- **SELECTION**
═══
In the wild examples:

Related, abandoned mechanisms:

Other issues for 4.0

Please include a description of the issue with links to relevant references where applicable.

  • Explicitly support an open data commons addressing the different requirements of:
    • public data providers (protect against abuse & misuse of data products - organisations & individuals credibility & reputations need an assurance) see UK Govt Open Government Licence: "ensure that you do not mislead others or misrepresent the Information or its source;" at http://www.nationalarchives.gov.uk/doc/open-government-licence/
      • NOTE: CC licenses already contain a non-endorsement provision (Section 4b of CC BY v.3), which serves a similar function. CC licenses also preserve moral rights, which would often prevent someone from misrepresenting the licensed content. Together, these two aspects of CC licenses are designed to achieve the same effect of the provision in the OGL. Because they track other existing laws (trademark and moral rights), they do this without introducing extra ambiguity.
    • public data consumers (mashup & recognition without attribution, as in one of perhaps hundreds of contributors) as in ODbL from http://opendatacommons.org/licenses/odbl/
  • Explicitly support open source, with CC licences consistent with GPL & BSD licences.
    • This is critical in the computer gaming industry, where sound tracks, imagery & code need to have a single consistent licence which is applicable to the entire mix of components.
  • Termination criteria should be relaxed.
    • Any minor mistake that would result in the license compliance would lead to termination. The license says " terminate automatically upon any breach" (taken from CC-BY 3.0 Unported). Any licensee is banned from using the work again, even to correct his mistake. This is too harsh, given that when a licensee want to post something to a blog, wiki, or an SNS, there are a large number of things he needs to do. Quick correction to comply with the license should be accepted if nothing else. Please also see the termination criteria for GPLv3 (Art.8) and GFDL v1.2 (Art 9). These languages were introduced by the latest revision, before which the criteria was as harsh as the CC licenses'.
═══
- **RECORDS TO PROCESS**
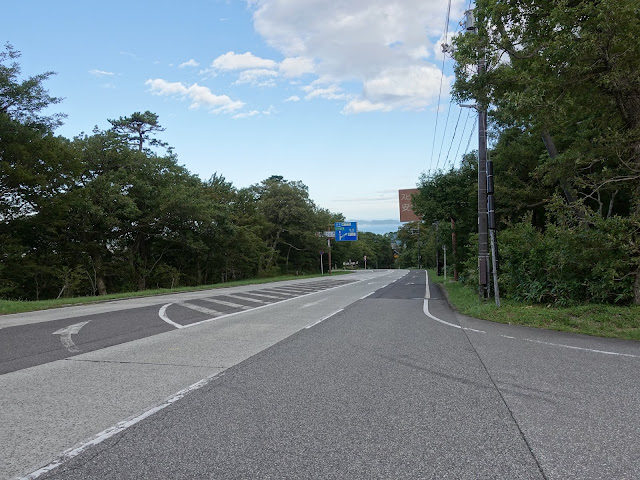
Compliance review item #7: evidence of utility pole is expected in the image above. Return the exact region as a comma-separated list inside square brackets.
[487, 156, 500, 307]
[464, 10, 489, 300]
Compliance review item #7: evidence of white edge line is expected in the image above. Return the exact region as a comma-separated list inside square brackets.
[158, 274, 387, 328]
[424, 270, 431, 298]
[520, 338, 640, 358]
[19, 372, 222, 480]
[423, 298, 462, 330]
[304, 308, 344, 329]
[424, 298, 640, 358]
[158, 303, 184, 328]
═══
- **REQUIREMENTS**
1 - Scale every bounding-box coordinate in the answers of the Block 1 entries by 1.3, rounding each result to a whole number with halves going up, and reproduce all those lines, requests included and unchanged. Omit the picture lines from your output.
2 - Finish out the next part of the list of Creative Commons 4.0 license issues, picking up after its final sentence.
The entries have no connection to the text on Creative Commons 4.0 license issues.

- **PER-TASK ANSWERS**
1 -
Compliance review item #7: evidence of utility pole is expected in the image above. Return the exact region as a comma-separated list inside square brackets.
[633, 203, 650, 399]
[603, 13, 636, 390]
Compliance review item #7: evidence of white edge line is expected in the image above. Return the exact region as a comma-separated list inside square brackets.
[205, 356, 503, 426]
[551, 351, 560, 387]
[676, 439, 832, 465]
[25, 484, 289, 624]
[550, 387, 601, 429]
[395, 400, 447, 428]
[551, 387, 832, 465]
[205, 394, 239, 426]

2 -
  • CC-licensed works are not share-able on common platforms. One way to address this issue is to change CC license terms.
    • Many content sharing platforms, and even many of the CC-friendly platforms, require that a user uploading a content will grant a license to use the content for unattributed commercial usage, or give some other licenses without obliging them to give proper credits, not to impose an effective TPM, etc. It means that nobody except for rightholders can upload a CC-licensed work to share with others on those platforms. It also means nobody can share any adaptations of a CC-licensed work on those. Just to cite a few examples both Vimeo[1], and blip.tv[2] had terms of use, last time CCJP members checked, that made sharing of CC-licensed works (RiP! Remix Manifesto with Japanese subtitles) impossible if the uploading user is not the rightsholder. Flickr [3] and some YouTube (JP, UK) ToUs seem to have the same conflict with CC licenses.
    • Although the problem is widespread, it may be difficult to come up with a good language to grant platform owners additional license permissions and waive some of the obligations.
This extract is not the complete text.